### Study questions
1) According to the article on the immunization gap below, in what year was the Decade of Vaccines launched?
2) Continue the article below on the immunization gap in children's access to vaccines, picking up after its final sentence.

### Quoted passage
###

If you have used the Tube in London, you are likely familiar with the voice from above reminding you to "mind the gap." Alert to the danger of not paying attention, you heed this warning for your personal safety. There is another gap that threatens the safety of millions of children in the world's poorest countries: the disparity among children regarding their access to lifesaving vaccines.
One in five children lacks access to critical vaccines needed to protect them against preventable diseases. This inequality is the focal point of the World Health Organization (WHO) World Immunization Week, which will focus global attention on a critical objective: closing the immunization gap to reach every child.
Photo: ©Bill & Melinda Gates Foundation/Ryan Lobo
We are midway through the Decade of Vaccines, an ambitious effort launched in 2010 with the goal of preventing close to 25 million of deaths by 2020. Today, we are on track to meet some of those goals. Ninety low- and middle-income countries have introduced at least one under-utilized vaccine, and we have never been closer to ridding the world of polio. That's great news.
Yet, key immunization targets still remain out of reach. Targets for protecting children from other diseases, like measles, rubella, diphtheria, tetanus and pertussis, and protecting mothers against tetanus, have not been met. These missed targets may feel abstract, but together they contribute to the unacceptable reality that children are at risk for diseases that have no business in our global community.

###

### Listed entries
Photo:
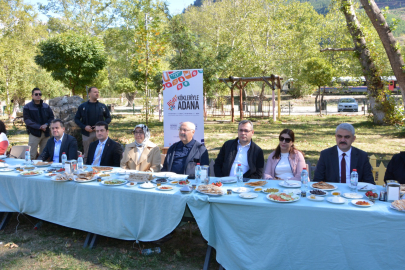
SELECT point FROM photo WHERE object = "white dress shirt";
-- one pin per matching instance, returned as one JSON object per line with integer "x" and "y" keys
{"x": 347, "y": 159}
{"x": 240, "y": 158}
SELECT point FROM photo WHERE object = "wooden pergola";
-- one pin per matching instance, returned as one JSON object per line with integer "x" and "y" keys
{"x": 272, "y": 81}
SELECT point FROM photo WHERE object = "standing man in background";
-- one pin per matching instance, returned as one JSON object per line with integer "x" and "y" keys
{"x": 87, "y": 115}
{"x": 37, "y": 117}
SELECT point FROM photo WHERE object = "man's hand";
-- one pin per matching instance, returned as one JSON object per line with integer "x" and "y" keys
{"x": 88, "y": 129}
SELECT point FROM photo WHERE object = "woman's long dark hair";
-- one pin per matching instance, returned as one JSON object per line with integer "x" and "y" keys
{"x": 290, "y": 133}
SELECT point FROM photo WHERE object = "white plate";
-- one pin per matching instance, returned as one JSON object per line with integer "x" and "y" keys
{"x": 352, "y": 195}
{"x": 162, "y": 189}
{"x": 336, "y": 199}
{"x": 327, "y": 189}
{"x": 241, "y": 190}
{"x": 145, "y": 185}
{"x": 290, "y": 184}
{"x": 228, "y": 180}
{"x": 367, "y": 185}
{"x": 354, "y": 203}
{"x": 123, "y": 183}
{"x": 317, "y": 198}
{"x": 248, "y": 195}
{"x": 295, "y": 197}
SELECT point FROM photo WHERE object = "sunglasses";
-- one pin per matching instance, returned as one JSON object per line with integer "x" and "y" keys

###

### Answers for the exercise
1) 2010

2)
The global health community must work together in three major ways to reach our immunization targets. We must ensure that vaccine supplies are affordable and sustainable. We must continue to develop more efficient ways of storing and distributing vaccines. And we must encourage governments to make funding vaccines a top priority. Everyone has a part to play in making sure vaccines reach every child.
First, in order to reach all children, vaccine markets need to function optimally so that manufacturers can control risk and forecast demand, donors can achieve the most bang for the buck with their aid investments and countries can buy vaccines at prices they can afford. A proactive effort to make vaccine markets work better for developing countries is essential to closing the immunization gap.
Second, we need to develop more robust systems to deliver vaccines. This could range from investments in innovative technology to transport vaccines at stable temperatures to policies that take advantage of an often-overlooked opportunity: offering child vaccinations to families who visit local clinics with other health concerns.
While it may seem obvious, a strong health system can mean thousands more lives saved. A recent study projects that due to the interruption of regular vaccine services caused by the 2014 Ebola outbreak, up to 350,000 additional children in West Africa may be at risk of measles. If a measles outbreak were to occur, as many as 16,000 additional children could die. Strengthening health systems and ingraining immunization into routine health services is essential to protecting public health in the aftermath of an outbreak.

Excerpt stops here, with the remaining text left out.